**PROBLEMS AND TASKS**.
(a) From the article on measuring hiring managers' success, extract the passage that begins at the words "Nearly half the" and stops after "throughout the company?", copying it word for word.
(b) Translate this sentence from the article on measuring hiring managers' success into Spanish: "Virtually all top executives say it’s important to hire the best people."

**TEXT SECTION**.
Vol. 51, No. 6
Businesses can reap rewards by measuring hiring managers success rates.
Nearly half the store managers at the Wallis Cos.’ 40 convenience stores/gas stations in Missouri started as entry-level workers who were hired by the preceding store manager. That’s a healthy success rate for store managers who identified and groomed their successors. Does Wallis Cos. have great hiring managers? Or, is it just lucky?
Unfortunately, it’s hard to tell because Wallis, like many companies, doesn’t evaluate the hiring performance of its managers. Who were those managers who picked the applicants who went on to succeed? How did they make their hiring decisions? Could the criteria they applied be adopted by other hiring managers throughout the company?
These are good questions that most HR professionals don’t ask. Because of that, experts say, they are missing out on a golden opportunity to tap and duplicate a valuable resource in their organizations—best practices of successful hiring managers.
The managers who made the good hires would be relatively easy to identify: At Wallis—a major Midwest gasoline distributor based in Cuba, Mo.—convenience store managers do their own hiring.
“Sometimes you fail to see opportunities that should be obvious,” admits Rachel Andreasson, SPHR, vice president of organizational services. “This would appear to be a measure that would help us with our business strategy. If we can identify six managers who have developed good-quality employees and retain them longer than average, we may be able to harness their strengths and apply them throughout the organization.”
Expand the Focus?
Until recently, HR’s metrics in recruitment and talent selection have been concentrated on efficiency—measuring cost-per-hire and time-to-fill data. Now, experts maintain that efficiency is only part of a winning formula; quality must be the other part.
“When you make [an unsuccessful hire], especially in managerial, sales or other jobs with customer contact, the downside risks are high; you can lose millions in revenues,” says Scott Erker, senior vice president of selection solutions at Development Dimensions International, a global HR consulting firm in Pittsburgh.
“Assume you’ve hired 100 new sales representatives and periodically group their performance in three categories,” he explains. “Ten A performers quickly and then consistently exceed their goals, 20 B performers regularly reach theirs, and 70 C performers are close but not quite there. If just 10 of the C’s had been an A or B, the impact on revenue would be substantial.”
Sure, you can upgrade most employees to some degree with training and coaching, but even the best trainers are not miracle workers. “If you need a 7-footer to play center on your basketball team and you recruit a promising player who is 6-feet-2, the finest training available won’t get you where you want to be,” says Jim Del Rosario, vice president of talent acquisition at Veritude, a staffing services company in Boston.
Fortunately—or unfortunately—most of the performer’s fate is sealed at the hiring stage. Studies show that 65 percent of the time, the hiring process will be the deciding factor in determining whether you will end up with a good performer, Erker says.
A Commitment Gap
Virtually all top executives say it’s important to hire the best people. But Del Rosario says they admit that tracking the outcomes of hiring decisions is a lower priority than other aspects of their business. When executive teams monitor the cost-effectiveness of HR’s hiring practices, they don’t ask HR for metrics or other formal feedback about hiring managers and their skills in talent selection. And while company leaders hold line managers strictly accountable for achieving marketing and sales targets, they give managers a free pass on their talent selection and development track record.

Dataset excerpt
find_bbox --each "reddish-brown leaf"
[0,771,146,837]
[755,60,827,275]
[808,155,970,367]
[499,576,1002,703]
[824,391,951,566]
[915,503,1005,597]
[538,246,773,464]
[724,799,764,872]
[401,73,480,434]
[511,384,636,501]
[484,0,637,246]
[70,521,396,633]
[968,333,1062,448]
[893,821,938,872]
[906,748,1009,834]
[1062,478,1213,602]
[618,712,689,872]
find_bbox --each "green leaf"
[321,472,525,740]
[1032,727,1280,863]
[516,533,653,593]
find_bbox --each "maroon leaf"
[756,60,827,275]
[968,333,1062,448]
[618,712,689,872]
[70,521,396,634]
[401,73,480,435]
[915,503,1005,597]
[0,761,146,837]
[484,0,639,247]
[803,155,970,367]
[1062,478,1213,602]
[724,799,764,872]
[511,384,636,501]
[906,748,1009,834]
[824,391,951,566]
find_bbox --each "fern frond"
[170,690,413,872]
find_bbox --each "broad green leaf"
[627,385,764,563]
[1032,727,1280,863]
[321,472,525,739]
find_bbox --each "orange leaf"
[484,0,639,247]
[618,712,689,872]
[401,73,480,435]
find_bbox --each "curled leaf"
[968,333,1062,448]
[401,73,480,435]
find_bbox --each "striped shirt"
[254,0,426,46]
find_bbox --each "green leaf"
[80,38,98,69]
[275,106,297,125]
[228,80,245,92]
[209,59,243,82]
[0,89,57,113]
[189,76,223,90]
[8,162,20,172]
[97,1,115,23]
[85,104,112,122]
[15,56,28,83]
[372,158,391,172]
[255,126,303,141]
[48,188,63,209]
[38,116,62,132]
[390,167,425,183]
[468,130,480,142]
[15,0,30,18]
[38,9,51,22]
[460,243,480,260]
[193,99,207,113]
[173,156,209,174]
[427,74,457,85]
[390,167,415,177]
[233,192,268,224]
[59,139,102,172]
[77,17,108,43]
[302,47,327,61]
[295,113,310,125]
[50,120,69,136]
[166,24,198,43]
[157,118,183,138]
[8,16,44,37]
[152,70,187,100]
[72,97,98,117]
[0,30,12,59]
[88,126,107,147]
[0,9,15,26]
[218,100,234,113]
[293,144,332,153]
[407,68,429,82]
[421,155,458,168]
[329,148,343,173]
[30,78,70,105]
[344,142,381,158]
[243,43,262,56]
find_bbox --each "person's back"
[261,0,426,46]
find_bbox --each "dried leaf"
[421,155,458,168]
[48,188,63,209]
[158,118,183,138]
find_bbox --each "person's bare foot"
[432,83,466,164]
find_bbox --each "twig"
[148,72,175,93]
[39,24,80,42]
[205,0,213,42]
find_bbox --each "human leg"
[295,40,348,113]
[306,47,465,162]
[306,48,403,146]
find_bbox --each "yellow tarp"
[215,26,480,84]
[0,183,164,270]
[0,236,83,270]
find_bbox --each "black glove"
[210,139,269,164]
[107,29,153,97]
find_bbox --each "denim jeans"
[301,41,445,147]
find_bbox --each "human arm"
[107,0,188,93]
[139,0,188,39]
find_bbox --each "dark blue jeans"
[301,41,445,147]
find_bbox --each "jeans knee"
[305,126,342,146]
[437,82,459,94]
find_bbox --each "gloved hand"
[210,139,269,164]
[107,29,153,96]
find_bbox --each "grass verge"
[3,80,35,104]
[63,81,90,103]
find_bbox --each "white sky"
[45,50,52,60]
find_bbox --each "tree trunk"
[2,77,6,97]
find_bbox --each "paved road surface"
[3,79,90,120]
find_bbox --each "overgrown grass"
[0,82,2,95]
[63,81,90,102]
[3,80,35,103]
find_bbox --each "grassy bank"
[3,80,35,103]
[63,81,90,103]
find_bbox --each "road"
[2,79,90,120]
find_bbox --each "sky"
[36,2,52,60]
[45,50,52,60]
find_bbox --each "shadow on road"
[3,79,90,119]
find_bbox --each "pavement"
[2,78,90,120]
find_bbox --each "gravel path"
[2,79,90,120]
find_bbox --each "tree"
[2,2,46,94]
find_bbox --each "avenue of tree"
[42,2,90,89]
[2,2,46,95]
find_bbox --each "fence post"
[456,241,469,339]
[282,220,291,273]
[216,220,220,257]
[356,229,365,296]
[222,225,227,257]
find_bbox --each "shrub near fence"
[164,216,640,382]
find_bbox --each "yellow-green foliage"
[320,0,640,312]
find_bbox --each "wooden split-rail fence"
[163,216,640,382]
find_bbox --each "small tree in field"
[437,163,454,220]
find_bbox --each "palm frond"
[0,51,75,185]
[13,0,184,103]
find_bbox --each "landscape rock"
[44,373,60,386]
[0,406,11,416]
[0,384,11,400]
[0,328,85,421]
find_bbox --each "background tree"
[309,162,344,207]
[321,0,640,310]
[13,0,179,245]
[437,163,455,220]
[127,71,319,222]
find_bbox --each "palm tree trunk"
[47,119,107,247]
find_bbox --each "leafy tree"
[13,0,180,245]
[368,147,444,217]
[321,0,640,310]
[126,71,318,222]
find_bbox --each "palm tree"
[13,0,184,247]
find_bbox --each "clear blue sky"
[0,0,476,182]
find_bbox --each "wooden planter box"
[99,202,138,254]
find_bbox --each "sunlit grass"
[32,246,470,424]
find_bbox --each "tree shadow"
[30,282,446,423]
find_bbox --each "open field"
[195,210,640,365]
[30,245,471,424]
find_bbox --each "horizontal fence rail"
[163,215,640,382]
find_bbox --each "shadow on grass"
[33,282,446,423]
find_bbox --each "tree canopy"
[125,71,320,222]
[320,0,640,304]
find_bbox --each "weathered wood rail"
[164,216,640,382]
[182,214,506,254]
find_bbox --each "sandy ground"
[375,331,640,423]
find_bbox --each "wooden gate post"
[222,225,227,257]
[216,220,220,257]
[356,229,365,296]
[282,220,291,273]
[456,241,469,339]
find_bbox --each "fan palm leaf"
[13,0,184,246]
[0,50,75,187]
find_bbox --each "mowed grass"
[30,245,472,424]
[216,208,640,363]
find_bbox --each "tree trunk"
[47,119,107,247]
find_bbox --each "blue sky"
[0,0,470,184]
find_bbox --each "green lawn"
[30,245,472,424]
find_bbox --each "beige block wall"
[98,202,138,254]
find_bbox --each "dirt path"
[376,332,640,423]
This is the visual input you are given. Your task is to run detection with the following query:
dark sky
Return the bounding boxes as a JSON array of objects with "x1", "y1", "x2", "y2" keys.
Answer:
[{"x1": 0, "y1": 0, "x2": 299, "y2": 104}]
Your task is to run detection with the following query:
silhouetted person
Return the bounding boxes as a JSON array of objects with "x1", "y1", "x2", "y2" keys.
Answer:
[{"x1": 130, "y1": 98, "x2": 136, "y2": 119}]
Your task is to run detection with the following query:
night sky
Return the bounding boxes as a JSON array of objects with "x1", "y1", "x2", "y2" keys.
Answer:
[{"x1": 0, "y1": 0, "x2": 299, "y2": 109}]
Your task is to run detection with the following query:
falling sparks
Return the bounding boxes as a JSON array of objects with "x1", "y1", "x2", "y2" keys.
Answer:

**ANSWERS TO THE EXERCISE**.
(a)
Nearly half the store managers at the Wallis Cos.’ 40 convenience stores/gas stations in Missouri started as entry-level workers who were hired by the preceding store manager. That’s a healthy success rate for store managers who identified and groomed their successors. Does Wallis Cos. have great hiring managers? Or, is it just lucky?
Unfortunately, it’s hard to tell because Wallis, like many companies, doesn’t evaluate the hiring performance of its managers. Who were those managers who picked the applicants who went on to succeed? How did they make their hiring decisions? Could the criteria they applied be adopted by other hiring managers throughout the company?

(b) Prácticamente todos los altos ejecutivos dicen que es importante contratar a las mejores personas.